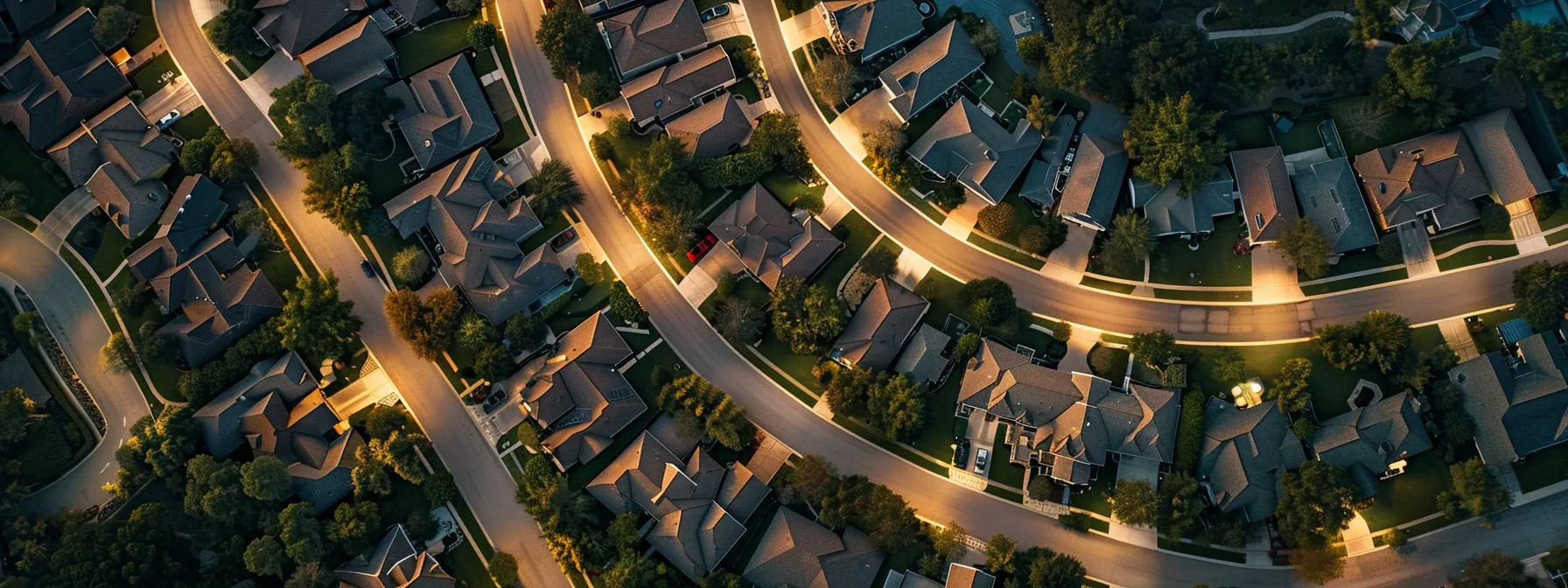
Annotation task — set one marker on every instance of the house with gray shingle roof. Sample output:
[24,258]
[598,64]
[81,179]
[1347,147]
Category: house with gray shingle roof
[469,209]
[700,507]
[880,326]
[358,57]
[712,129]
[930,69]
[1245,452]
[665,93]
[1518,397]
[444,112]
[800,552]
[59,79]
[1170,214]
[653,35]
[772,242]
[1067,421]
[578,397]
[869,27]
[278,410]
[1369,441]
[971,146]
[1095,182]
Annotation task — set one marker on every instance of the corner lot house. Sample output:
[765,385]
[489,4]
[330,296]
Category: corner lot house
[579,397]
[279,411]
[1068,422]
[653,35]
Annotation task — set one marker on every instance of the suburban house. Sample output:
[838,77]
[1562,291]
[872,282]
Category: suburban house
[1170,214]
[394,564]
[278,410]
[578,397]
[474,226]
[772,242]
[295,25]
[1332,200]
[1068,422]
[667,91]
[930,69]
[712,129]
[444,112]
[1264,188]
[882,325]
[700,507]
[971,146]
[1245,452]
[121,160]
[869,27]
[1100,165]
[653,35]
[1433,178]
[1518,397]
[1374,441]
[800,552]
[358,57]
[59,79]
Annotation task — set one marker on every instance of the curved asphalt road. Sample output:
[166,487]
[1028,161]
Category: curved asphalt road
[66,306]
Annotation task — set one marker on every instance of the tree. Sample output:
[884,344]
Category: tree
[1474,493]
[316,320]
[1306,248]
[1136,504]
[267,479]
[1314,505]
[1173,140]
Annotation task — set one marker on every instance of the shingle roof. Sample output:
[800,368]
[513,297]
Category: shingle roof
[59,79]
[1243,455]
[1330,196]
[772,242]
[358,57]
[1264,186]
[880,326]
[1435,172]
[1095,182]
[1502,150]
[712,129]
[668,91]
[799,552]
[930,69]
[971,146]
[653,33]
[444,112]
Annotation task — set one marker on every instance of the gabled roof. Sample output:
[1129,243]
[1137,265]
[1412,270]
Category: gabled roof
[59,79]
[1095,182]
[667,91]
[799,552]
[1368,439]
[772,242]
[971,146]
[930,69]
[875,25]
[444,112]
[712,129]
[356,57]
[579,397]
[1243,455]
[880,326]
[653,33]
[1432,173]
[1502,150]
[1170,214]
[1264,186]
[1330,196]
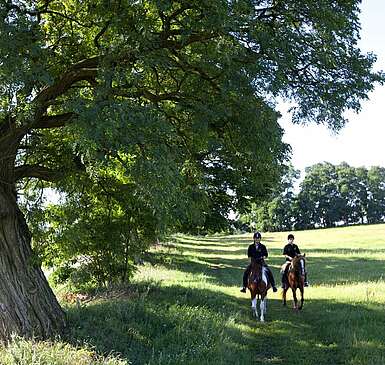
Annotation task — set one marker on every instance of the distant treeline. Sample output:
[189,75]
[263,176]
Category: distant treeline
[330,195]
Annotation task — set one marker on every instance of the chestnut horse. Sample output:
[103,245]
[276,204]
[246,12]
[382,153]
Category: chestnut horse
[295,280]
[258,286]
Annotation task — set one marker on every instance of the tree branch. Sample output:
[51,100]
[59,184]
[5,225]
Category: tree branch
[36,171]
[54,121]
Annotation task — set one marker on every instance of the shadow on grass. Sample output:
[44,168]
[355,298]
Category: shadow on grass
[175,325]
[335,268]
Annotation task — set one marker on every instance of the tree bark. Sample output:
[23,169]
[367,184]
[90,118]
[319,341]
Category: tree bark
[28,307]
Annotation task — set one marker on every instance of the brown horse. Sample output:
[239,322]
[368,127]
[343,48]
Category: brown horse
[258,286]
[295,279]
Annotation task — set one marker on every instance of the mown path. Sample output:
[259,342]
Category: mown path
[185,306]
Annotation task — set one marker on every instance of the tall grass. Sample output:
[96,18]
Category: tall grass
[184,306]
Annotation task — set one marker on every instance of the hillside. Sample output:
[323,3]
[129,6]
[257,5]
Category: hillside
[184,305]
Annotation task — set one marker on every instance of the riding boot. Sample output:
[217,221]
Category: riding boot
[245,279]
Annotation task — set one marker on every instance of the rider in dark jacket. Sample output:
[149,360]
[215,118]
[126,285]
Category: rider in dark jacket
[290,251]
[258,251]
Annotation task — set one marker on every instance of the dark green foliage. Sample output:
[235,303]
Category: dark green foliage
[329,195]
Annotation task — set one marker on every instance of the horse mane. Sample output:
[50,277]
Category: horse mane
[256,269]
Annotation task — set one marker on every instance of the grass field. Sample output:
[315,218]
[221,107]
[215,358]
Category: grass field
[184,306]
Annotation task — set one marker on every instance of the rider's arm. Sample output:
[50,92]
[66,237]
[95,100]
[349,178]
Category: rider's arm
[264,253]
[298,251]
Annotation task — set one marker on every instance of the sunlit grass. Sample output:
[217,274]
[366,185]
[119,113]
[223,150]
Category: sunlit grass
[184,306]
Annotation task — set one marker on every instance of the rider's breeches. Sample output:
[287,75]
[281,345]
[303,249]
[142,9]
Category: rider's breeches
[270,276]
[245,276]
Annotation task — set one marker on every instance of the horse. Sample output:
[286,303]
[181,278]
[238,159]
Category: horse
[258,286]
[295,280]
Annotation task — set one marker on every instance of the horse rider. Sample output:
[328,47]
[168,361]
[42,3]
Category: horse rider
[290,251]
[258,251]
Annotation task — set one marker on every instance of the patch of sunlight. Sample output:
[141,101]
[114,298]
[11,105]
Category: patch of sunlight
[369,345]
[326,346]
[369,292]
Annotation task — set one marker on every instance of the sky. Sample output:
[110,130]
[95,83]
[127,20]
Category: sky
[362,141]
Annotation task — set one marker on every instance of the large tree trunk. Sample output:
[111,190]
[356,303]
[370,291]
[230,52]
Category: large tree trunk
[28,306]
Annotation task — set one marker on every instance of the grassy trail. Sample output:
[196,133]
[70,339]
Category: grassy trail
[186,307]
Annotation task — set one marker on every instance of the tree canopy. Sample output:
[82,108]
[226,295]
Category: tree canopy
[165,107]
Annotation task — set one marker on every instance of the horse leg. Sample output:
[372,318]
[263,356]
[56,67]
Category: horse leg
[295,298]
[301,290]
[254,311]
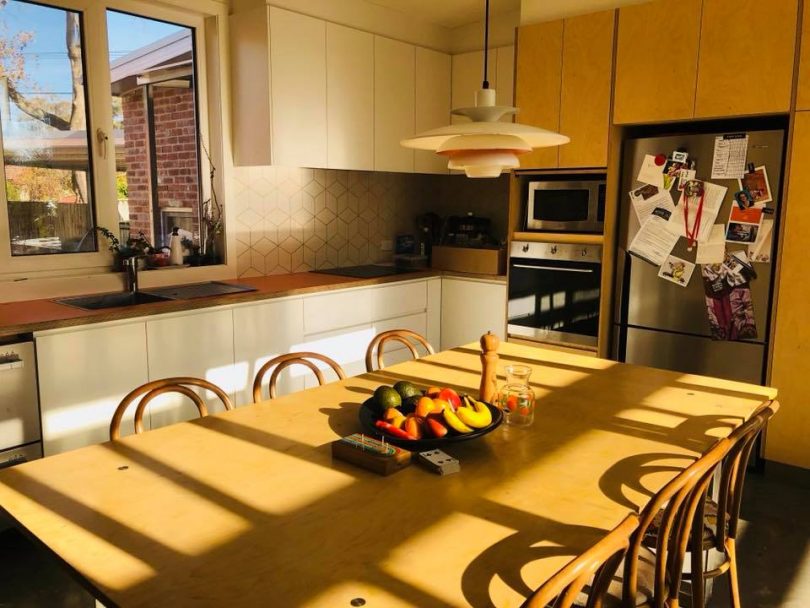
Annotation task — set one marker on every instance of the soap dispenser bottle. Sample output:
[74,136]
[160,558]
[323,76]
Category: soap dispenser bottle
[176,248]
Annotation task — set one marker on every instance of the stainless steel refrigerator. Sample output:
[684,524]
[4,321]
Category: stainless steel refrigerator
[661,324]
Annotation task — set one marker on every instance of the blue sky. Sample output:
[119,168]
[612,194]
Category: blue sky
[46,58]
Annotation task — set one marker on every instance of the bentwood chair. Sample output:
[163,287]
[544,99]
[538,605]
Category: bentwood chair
______
Problem description => Retype all entries exactly as they appear, dropping the images.

Written reply =>
Annotation task — set one marker on every instance of the house with gray shingle roof. Sample output:
[24,258]
[598,64]
[81,179]
[1347,147]
Category: house with gray shingle roof
[469,209]
[700,507]
[880,326]
[358,57]
[712,129]
[930,69]
[1245,452]
[665,93]
[1518,397]
[444,112]
[800,552]
[59,79]
[1170,214]
[653,35]
[772,242]
[1067,421]
[578,397]
[869,27]
[278,410]
[1369,441]
[971,146]
[1095,182]
Annotation task — set one marker on every instance of the corner lot house. Sample output:
[765,385]
[489,4]
[330,296]
Category: corner lot house
[579,397]
[279,411]
[1068,422]
[653,35]
Annotation task — set one marker on every instance of the suburban house. Sample output:
[838,77]
[1562,291]
[872,282]
Category: suburban house
[1170,214]
[394,564]
[278,410]
[578,397]
[474,226]
[772,242]
[295,25]
[1332,200]
[1068,422]
[667,91]
[930,69]
[712,129]
[444,112]
[1264,188]
[882,325]
[700,507]
[971,146]
[1245,452]
[121,160]
[869,27]
[1100,165]
[653,35]
[1433,178]
[1518,397]
[1374,441]
[800,552]
[358,57]
[59,79]
Annotation task — set one marker on every instance of the curved asphalt road. Sample output:
[166,487]
[1028,161]
Category: curved asphalt road
[66,306]
Annotation task — set one marker on every instance of the tree. Sample output:
[884,344]
Category: tree
[1474,493]
[316,320]
[1306,248]
[1136,504]
[267,479]
[1314,505]
[1173,140]
Annotation task — set one marker on every instance of the shingle roof. Sample output:
[800,368]
[513,297]
Category: shingle roof
[59,79]
[1243,455]
[1330,196]
[772,242]
[358,57]
[1264,186]
[880,326]
[1435,172]
[1095,182]
[1502,150]
[712,129]
[668,91]
[799,552]
[930,69]
[971,146]
[653,33]
[444,112]
Annotation task — set one marker on every instance of the gabled roof. Sample output:
[1129,243]
[1137,265]
[1412,270]
Category: gabled roof
[59,79]
[1095,182]
[667,91]
[799,552]
[1368,439]
[772,242]
[971,146]
[930,69]
[875,25]
[444,112]
[712,129]
[356,57]
[579,397]
[1243,455]
[880,326]
[653,33]
[1432,173]
[1502,150]
[1170,214]
[1264,186]
[1330,196]
Annotation task — set one marker on every instance of the distant treeline. Sample output:
[189,75]
[263,176]
Category: distant treeline
[330,195]
Annotation task — set one marker on every instance of the chestnut horse. Sample output:
[103,245]
[276,204]
[246,12]
[382,153]
Category: chestnut horse
[295,280]
[258,286]
Annotation task — set one marker on every instance of the tree branch. Sample output:
[51,100]
[59,184]
[5,225]
Category: tree branch
[36,171]
[54,121]
Annotation task — set one marker on every instance of the shadow on grass. Sample output:
[44,168]
[355,298]
Category: shadow on grass
[175,325]
[335,268]
Annotation task — set one marker on every instance of the tree bark. Sample output:
[23,169]
[367,184]
[90,118]
[319,341]
Category: tree bark
[28,307]
Annotation task — set one marker on every instance of the brown horse. Sample output:
[239,322]
[368,127]
[343,48]
Category: brown horse
[258,286]
[295,279]
Annotation task — set one marker on every instance of the mown path. Sample output:
[259,342]
Category: mown path
[185,306]
Annotation task — set one marker on every instance of the tall grass. Sample output:
[96,18]
Category: tall grass
[184,306]
Annotation task — set one marker on every instance of the hillside. Sample output:
[323,3]
[129,6]
[257,5]
Category: hillside
[184,305]
Annotation task — set one marker on every instance of the riding boot. Sample output:
[217,221]
Category: riding boot
[245,279]
Annotation task — set one marker on every instance of the rider in dark jacket. Sample output:
[149,360]
[215,118]
[126,285]
Category: rider in dark jacket
[290,251]
[258,251]
Annotation task — set one marker on every instance of the dark green foliage. Sample output:
[235,303]
Category: dark green foliage
[329,195]
Annotation task — set one marker on every instance of the horse mane. Sample output:
[50,277]
Category: horse mane
[256,269]
Annotation task — set one marker on every instance of the grass field. Sample output:
[315,218]
[221,107]
[215,358]
Category: grass field
[184,306]
Annotation task — set one marker on every instance of the rider's arm. Sample output:
[50,92]
[66,237]
[95,100]
[349,178]
Category: rider's arm
[264,253]
[298,251]
Annotation task — set one marker on every instance of the sunlit grass. Sample output:
[217,274]
[366,185]
[119,113]
[223,150]
Category: sunlit grass
[184,306]
Annotation task — set one marker on every instance of the rider's breeches. Sample output:
[287,75]
[281,345]
[303,249]
[142,9]
Category: rider's breeches
[270,276]
[245,276]
Annotation task — set one marker on every instance of the horse. Sample output:
[286,303]
[181,278]
[238,159]
Category: horse
[258,286]
[295,280]
Annotation task — set one marker on every instance of the horse rider. Sample output:
[328,47]
[168,361]
[42,3]
Category: horse rider
[290,251]
[258,251]
Annotation task — set one marker on every instance of the patch of sunlight. Sample output:
[141,101]
[114,298]
[11,105]
Category: patch of sunlight
[369,345]
[326,346]
[369,292]
Annotation task — set one marker on every instance of the sky. Sample output:
[110,130]
[95,83]
[127,20]
Category: sky
[362,141]
Annotation task — set one marker on every instance of the large tree trunk. Sample output:
[111,190]
[356,303]
[370,291]
[230,52]
Category: large tree trunk
[28,306]
Annotation task — set one marker on every instance of the grassy trail. Sample output:
[196,133]
[70,339]
Category: grassy trail
[186,307]
Annotation task — set one marker on every instance of the tree canopy. Sample output:
[82,108]
[226,295]
Category: tree canopy
[165,107]
Annotation task — set one marker on every instance of the horse leg. Sample output:
[372,318]
[263,356]
[56,67]
Category: horse leg
[295,298]
[301,290]
[254,311]
Annotation task — set one marker on every instance of the soap dispenser bottle. Sample output:
[74,136]
[160,558]
[323,76]
Category: soap dispenser bottle
[176,248]
Annotation task — set one marker on every instance of the stainless steel refrigerator. Sample output:
[684,524]
[4,321]
Category: stainless steel refrigerator
[661,324]
Annotation task — set one marker on every instance of the blue sky. Sample output:
[119,168]
[612,194]
Category: blue sky
[46,58]
Annotation task — set one marker on every instance of the bentwood chair. Sample output:
[163,287]
[544,99]
[538,605]
Category: bentwood chair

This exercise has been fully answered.